> _TEXT EXCERPT_
--------------------------------------------------

PART I. THE CONQUEST OF LIBYA
Situation in August 1942
The summer months of 1942 formed the most critical period in the history of the war on all fronts. They witnessed the greatest exertion of strength, both on the part of the European Axis powers and of the Japanese, of which our enemies were ever capable and when these great efforts were nullified by the Allied victories of that winter, although it was clear that the struggle would be hard and long before complete victory could be attained, we could feel confident that the possibility of an Allied defeat had now been excluded. It was a tremendous change in the whole climate of the war from the days when the Japanese were hammering at the eastern gates of India, the German armies in Russia were lapping round the northern bulwarks of the Caucasus and a tired and battered British army turned at bay among the sandhills of El Alamein, only sixty miles from Alexandria.

--------------------------------------------------

> _WRITTEN EXERCISE 1_
Reproduce the entries from the line holding "spot the white vanity cabinet." through the last entry, inclusive, replacing "carpeted" with "tiled" and leaving everything else unchanged.

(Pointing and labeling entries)
--------------------------------------------------

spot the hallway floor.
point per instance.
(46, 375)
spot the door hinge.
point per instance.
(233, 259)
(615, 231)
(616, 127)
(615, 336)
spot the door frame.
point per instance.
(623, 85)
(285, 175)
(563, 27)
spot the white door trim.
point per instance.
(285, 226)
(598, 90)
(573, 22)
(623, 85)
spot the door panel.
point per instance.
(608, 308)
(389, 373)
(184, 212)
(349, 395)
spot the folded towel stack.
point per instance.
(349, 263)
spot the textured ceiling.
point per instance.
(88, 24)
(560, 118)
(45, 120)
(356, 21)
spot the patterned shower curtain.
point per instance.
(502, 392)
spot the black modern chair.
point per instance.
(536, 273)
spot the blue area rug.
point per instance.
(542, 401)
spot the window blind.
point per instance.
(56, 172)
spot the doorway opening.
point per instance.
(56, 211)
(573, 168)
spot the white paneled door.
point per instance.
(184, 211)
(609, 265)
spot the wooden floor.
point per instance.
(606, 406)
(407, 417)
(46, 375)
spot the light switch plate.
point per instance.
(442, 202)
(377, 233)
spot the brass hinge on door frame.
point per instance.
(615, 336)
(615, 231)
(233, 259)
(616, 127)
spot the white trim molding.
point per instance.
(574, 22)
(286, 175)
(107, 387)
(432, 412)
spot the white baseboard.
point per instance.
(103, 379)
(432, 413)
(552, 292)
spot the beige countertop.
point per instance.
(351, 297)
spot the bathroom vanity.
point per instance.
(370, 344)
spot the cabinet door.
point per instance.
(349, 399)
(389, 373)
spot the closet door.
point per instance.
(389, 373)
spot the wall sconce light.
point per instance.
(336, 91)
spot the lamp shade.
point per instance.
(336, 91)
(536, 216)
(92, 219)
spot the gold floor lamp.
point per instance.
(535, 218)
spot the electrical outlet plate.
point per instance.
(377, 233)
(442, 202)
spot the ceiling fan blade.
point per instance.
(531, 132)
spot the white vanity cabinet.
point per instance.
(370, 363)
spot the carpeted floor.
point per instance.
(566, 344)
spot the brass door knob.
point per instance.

--------------------------------------------------

> _WRITTEN EXERCISE 2_
According to the excerpt on the conquest of Libya, how far from Alexandria was El Alamein?

> _EXERCISE RESPONSE 1_
spot the white vanity cabinet.
point per instance.
(370, 363)
spot the tiled floor.
point per instance.
(566, 344)
spot the brass door knob.
point per instance.

> _EXERCISE RESPONSE 2_
Sixty miles.